Report every line of the listing below that contains the word "positive". Copy each such line in full.

Input for this task section start

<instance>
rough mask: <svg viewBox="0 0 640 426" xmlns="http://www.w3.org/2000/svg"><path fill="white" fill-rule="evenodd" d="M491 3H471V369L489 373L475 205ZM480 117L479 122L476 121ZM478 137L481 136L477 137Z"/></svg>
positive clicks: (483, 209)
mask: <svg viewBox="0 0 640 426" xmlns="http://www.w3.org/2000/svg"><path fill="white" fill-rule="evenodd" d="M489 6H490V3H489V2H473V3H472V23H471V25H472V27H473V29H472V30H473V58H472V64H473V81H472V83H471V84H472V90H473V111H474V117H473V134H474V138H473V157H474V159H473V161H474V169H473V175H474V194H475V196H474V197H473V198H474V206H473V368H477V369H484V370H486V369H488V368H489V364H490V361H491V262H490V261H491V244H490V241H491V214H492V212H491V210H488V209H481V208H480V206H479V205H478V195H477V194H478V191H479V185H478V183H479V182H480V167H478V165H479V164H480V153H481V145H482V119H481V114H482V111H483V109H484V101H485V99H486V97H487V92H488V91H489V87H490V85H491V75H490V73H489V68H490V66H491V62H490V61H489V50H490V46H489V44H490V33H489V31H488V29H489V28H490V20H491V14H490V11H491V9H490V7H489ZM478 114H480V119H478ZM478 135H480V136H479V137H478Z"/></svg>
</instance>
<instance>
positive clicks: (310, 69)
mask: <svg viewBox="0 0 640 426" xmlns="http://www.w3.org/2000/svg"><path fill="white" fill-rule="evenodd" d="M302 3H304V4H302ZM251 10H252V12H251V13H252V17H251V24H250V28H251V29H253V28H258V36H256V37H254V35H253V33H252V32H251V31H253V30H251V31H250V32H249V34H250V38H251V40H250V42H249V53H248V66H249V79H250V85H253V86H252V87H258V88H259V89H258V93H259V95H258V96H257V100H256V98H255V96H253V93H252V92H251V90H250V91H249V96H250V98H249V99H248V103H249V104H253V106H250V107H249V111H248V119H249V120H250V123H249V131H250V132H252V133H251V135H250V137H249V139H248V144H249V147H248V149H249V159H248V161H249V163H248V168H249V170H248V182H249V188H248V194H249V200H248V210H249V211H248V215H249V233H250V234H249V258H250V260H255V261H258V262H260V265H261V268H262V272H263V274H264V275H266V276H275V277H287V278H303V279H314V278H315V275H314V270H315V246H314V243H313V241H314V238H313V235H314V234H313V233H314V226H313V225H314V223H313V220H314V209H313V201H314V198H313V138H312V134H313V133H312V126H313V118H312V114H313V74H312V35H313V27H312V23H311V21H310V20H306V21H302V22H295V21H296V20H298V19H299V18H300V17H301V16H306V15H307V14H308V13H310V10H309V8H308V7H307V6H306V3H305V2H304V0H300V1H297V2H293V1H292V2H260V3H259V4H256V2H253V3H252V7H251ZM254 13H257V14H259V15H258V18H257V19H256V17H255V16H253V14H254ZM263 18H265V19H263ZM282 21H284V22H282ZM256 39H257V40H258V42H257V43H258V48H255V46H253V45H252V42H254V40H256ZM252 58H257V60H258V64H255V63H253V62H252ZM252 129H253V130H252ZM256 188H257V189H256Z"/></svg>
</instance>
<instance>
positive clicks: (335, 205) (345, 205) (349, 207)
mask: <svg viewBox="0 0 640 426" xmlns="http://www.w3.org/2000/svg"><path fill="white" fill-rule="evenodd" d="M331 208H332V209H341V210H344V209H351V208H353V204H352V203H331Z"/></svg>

Input for this task section end

__Output of the task__
positive clicks: (483, 209)
positive clicks: (310, 69)
positive clicks: (335, 205) (345, 205) (349, 207)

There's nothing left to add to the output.